» **Written request**
Copy the following records word for word, everything from the start of the records down to and including the line that contains "left=85, top=215, right=148, bottom=254".

:::

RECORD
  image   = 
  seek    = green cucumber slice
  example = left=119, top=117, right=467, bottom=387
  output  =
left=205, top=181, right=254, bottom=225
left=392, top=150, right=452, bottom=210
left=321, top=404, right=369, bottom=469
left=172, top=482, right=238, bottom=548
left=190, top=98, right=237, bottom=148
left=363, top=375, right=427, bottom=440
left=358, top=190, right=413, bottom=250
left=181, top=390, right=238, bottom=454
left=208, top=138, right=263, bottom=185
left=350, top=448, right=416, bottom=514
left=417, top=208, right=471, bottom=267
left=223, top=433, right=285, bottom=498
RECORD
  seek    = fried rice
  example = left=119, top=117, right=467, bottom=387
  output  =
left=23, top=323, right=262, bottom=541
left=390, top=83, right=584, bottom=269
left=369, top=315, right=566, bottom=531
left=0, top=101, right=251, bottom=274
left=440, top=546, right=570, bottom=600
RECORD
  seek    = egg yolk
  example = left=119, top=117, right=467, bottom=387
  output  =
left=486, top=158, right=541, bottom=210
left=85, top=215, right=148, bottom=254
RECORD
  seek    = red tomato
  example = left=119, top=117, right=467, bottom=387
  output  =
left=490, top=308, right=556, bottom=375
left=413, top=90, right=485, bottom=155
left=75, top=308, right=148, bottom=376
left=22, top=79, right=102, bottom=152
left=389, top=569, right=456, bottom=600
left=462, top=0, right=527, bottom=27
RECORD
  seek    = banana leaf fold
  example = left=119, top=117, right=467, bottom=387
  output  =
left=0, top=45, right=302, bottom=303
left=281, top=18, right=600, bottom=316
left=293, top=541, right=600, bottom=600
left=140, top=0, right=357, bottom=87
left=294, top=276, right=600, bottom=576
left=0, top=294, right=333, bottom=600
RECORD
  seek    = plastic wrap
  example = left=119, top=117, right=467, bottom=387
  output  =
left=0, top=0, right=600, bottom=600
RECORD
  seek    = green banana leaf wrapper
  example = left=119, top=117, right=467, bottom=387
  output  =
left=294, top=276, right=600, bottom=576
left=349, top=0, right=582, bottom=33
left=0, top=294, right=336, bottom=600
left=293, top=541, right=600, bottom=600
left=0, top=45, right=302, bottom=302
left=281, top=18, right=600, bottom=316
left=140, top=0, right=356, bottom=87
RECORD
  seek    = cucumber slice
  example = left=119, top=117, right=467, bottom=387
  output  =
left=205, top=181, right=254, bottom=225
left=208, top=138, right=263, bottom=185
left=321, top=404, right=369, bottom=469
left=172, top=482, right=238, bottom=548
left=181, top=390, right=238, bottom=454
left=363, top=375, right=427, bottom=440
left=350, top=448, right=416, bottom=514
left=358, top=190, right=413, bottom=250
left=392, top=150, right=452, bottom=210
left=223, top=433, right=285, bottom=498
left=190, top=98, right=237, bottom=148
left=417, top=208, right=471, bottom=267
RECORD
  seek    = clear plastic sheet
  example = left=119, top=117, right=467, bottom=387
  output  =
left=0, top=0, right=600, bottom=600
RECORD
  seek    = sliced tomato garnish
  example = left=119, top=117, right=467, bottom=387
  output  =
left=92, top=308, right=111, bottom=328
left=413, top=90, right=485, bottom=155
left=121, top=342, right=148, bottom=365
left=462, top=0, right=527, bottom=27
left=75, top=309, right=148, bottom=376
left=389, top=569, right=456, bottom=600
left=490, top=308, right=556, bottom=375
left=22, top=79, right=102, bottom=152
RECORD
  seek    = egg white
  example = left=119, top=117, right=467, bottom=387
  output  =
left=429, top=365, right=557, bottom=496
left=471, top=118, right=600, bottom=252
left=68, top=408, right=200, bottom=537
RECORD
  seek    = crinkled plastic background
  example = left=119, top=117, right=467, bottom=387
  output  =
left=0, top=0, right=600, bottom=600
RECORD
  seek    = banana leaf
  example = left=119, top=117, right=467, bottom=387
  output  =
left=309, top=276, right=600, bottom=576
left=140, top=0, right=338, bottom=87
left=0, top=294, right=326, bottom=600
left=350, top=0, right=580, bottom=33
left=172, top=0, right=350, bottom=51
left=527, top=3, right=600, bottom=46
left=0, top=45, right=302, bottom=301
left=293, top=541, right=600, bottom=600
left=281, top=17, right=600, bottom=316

:::

» **Solution for this exercise**
RECORD
  image   = 
  seek    = green cucumber slice
  example = left=119, top=117, right=467, bottom=387
  output  =
left=205, top=181, right=254, bottom=225
left=392, top=150, right=452, bottom=210
left=321, top=404, right=369, bottom=469
left=172, top=482, right=238, bottom=548
left=190, top=98, right=237, bottom=148
left=363, top=375, right=427, bottom=440
left=358, top=190, right=413, bottom=250
left=181, top=390, right=238, bottom=454
left=208, top=138, right=263, bottom=185
left=350, top=448, right=416, bottom=514
left=417, top=208, right=471, bottom=267
left=223, top=433, right=285, bottom=498
RECORD
  seek    = fried rice
  example = left=119, top=117, right=467, bottom=387
  output  =
left=23, top=323, right=262, bottom=541
left=390, top=83, right=584, bottom=269
left=369, top=315, right=566, bottom=531
left=0, top=101, right=251, bottom=274
left=440, top=546, right=570, bottom=600
RECORD
  seek    = egg yolk
  example = left=119, top=117, right=467, bottom=387
  output  =
left=486, top=158, right=541, bottom=210
left=85, top=215, right=148, bottom=254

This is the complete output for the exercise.